-- LISTED ENTRIES --
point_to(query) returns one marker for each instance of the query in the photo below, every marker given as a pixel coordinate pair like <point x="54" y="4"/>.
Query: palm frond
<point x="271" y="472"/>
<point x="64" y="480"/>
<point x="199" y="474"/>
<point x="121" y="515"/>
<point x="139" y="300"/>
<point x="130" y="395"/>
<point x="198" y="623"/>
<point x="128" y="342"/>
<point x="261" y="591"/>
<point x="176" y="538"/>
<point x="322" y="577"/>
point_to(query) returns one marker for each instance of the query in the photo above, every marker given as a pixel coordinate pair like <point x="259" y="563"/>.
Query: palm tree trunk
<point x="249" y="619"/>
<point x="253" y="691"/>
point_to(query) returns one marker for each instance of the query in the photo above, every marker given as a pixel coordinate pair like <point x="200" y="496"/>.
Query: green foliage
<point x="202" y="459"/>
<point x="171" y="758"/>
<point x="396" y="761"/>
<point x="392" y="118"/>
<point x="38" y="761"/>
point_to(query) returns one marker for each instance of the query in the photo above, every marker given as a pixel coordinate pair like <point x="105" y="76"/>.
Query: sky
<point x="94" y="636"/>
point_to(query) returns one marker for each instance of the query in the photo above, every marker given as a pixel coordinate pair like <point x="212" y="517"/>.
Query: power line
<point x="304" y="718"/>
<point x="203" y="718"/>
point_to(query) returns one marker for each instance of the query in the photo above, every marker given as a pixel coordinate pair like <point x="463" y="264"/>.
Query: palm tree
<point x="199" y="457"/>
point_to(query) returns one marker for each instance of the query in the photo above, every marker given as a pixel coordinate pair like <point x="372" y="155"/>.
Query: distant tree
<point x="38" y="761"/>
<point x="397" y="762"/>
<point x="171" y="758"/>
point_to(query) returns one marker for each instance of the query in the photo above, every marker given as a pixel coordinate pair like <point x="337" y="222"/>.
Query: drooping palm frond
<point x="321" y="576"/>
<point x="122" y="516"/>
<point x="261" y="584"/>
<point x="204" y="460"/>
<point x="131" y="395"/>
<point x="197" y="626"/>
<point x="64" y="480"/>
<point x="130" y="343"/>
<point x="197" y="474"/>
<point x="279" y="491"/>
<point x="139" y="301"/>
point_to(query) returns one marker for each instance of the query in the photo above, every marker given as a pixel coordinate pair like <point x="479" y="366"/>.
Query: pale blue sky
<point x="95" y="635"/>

-- REQUIREMENT --
List every line of the records above that contains the word "tree", copying each such line in full. Case counts.

-- COMPLETE ANSWER --
Query: palm tree trunk
Query: palm tree
Query: distant tree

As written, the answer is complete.